## USING THE INFORMATION
(A) Decide whether each statement below agrees with the elephant passage: (i) The Eemian stage was a period of interglacial warming 130,000 to 113,000 years ago. (ii) The writer grew up outside the UK. (iii) The elephants moved through camp without making a sound. Answer yes or no to each and quote the deciding words.
(B) Rewrite the part of the elephant passage that opens with the words containing "It reverberated through" and closes with "Image NHFU/Hannah Gormley.", putting "riverbank" in place of "floodplain".
(C) Carry on the elephant passage from the point where it stops.

SOURCE EXTRACT Block Start

Two nights ago, I was awoken by the loudest noise I had ever heard.
It reverberated through camp, echoing deep into the night and out onto the floodplain. Obviously a gargantuan effort, the origin of these rumbles slowly wombled back into the bush accompanied by the sound of crushed mangosteen and heavy breathing – evidently a few elephants had passed through our base camp.
The source of the midnight malady. Image NHFU/Hannah Gormley.
Having grown up in the UK this was a novel experience, there are not many elephants to be found in the tame pastures of South England. Or so I thought… It turns out that evolutionary remnants of Britain’s once burgeoning elephant population can be found in nearly every hedgerow. During the Eemian stage (a period of interglacial warming 130,000 to 113,000 years ago), straight-tusked elephants alongside Mercks and narrow nose rhinoceros roamed the landscape and fascinatingly, the climate was almost identical to Northern Europe’s current one. Nowadays, if you are to fell a yew, box or holly (understory trees and shrubs), they quickly coppice and sprout new roots in direct defense to these elephantine threats of the past.
Elephants are herbivores and voracious grazers.

SOURCE EXTRACT Block End
DATA PROVIDED Block Start

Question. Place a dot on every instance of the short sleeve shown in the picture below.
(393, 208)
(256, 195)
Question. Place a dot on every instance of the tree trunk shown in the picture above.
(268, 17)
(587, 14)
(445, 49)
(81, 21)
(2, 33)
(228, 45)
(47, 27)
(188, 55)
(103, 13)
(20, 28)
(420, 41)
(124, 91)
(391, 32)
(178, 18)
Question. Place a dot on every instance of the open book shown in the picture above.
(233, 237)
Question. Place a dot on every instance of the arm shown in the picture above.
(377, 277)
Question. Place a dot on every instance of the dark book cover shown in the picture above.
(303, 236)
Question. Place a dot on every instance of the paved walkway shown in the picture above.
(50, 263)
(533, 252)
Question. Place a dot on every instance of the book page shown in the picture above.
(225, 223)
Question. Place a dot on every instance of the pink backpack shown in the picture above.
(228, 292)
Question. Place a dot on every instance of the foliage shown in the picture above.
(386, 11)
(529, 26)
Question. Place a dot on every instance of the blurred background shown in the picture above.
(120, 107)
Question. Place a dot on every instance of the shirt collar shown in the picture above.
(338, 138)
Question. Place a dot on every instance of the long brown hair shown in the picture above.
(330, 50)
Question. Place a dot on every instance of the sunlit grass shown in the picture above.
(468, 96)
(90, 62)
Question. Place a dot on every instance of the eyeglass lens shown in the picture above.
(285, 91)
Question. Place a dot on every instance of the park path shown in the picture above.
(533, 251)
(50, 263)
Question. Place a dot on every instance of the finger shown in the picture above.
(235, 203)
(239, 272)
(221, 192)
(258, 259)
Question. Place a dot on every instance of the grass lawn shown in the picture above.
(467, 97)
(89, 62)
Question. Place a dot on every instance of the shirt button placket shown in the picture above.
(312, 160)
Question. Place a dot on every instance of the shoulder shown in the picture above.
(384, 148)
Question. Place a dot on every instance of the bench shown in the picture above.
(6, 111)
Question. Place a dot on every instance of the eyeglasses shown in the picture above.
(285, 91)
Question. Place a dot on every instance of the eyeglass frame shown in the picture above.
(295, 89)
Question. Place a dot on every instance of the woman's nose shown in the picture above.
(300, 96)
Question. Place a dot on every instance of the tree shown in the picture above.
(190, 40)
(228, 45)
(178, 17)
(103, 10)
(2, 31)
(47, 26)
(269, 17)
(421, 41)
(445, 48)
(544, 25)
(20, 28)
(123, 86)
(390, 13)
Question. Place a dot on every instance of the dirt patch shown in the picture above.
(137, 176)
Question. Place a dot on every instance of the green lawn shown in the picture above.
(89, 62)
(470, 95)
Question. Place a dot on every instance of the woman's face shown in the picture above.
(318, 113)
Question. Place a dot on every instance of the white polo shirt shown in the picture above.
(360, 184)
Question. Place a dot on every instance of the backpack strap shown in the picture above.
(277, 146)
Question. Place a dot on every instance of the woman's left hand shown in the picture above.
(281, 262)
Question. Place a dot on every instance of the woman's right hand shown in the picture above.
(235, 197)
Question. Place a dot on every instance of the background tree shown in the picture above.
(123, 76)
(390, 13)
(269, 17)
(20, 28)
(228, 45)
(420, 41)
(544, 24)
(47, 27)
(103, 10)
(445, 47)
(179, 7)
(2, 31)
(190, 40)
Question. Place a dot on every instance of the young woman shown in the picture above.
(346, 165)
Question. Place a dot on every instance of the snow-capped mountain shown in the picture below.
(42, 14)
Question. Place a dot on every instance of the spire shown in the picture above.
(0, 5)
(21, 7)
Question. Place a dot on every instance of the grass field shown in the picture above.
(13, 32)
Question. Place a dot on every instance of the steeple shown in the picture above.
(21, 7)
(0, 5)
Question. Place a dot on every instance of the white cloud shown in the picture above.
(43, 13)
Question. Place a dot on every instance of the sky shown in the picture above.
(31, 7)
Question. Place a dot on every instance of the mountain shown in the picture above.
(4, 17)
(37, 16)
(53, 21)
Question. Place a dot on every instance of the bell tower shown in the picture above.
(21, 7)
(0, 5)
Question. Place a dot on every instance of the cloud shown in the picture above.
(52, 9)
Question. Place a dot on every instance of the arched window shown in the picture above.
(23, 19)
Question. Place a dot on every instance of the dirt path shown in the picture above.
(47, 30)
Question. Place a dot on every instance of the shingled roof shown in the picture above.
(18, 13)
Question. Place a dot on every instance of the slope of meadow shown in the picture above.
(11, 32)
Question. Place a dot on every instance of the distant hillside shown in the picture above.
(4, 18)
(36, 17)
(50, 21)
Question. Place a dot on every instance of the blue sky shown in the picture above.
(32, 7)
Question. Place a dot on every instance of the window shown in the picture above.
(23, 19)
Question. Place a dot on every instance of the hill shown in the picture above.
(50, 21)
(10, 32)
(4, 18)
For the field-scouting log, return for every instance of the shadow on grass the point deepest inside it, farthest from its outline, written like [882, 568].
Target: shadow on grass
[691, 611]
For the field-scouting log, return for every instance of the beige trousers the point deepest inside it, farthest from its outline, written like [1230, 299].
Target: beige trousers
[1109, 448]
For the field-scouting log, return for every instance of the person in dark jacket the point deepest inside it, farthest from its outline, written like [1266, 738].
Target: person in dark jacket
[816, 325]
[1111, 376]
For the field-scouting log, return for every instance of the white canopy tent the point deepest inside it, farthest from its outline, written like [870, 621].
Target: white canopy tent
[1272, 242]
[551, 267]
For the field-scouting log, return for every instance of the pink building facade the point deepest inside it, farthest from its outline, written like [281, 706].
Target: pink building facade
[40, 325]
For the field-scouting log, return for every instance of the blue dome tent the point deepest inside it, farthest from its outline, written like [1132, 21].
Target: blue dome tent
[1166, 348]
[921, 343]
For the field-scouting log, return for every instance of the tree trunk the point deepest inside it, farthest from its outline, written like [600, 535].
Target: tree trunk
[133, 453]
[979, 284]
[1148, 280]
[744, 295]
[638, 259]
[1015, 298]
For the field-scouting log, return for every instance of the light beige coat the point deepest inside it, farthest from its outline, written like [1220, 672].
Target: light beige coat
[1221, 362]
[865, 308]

DATA PROVIDED Block End

## ANSWERS PROVIDED
(A)
(i) Yes: "During the Eemian stage (a period of interglacial warming 130,000 to 113,000 years ago)"
(ii) No: "Having grown up in the UK this was a novel experience"
(iii) No: "I was awoken by the loudest noise I had ever heard."

(B)
It reverberated through camp, echoing deep into the night and out onto the riverbank. Obviously a gargantuan effort, the origin of these rumbles slowly wombled back into the bush accompanied by the sound of crushed mangosteen and heavy breathing – evidently a few elephants had passed through our base camp.
The source of the midnight malady. Image NHFU/Hannah Gormley.

(C)
And it wasn’t only elephants and rhinos, there are huge concentrations of hippo bones below the Thames and lion skulls emerged during an excavation under Trafalgar Square. During the glacial periods that surrounded this temperate clime, woolly mammoth and woolly rhino performed a taxon substitution, fulfilling the same ecological role as the previous inhabitants. It seems that the mind-blowing megafauna biodiversity of the Okavango have irreparably left their mark on every field and forest of my native land.
Elephants are one of the main species in our recent film, Surviving Paradise: A Family Tale.
Here in the delta, elephants are, of course, still remarkably active, maintaining their role as keystone species across this bizarre landscape. To be surrounded unexpectedly by a herd of surprisingly quiet gentle giants is about as spiritual an experience as any biologist or filmmaker could ever have. And they also fulfill multiple services to the local vegetation. The ancient migration routes of elephant herds across Botswana can be tracked through the spread of palm and marula trees and they are instrumental in distributing a multitude of seeds and fruit throughout the country. Some seeds even require the harsh conditions provided by elephant stomach acid and peristalsis through the digestive tract to germinate.
We have much to thank these mammoth ecosystem engineers for the maintenance and propagation of the delta. Having said this, I wish they could move around more considerately – NHFU interns need their beauty sleep.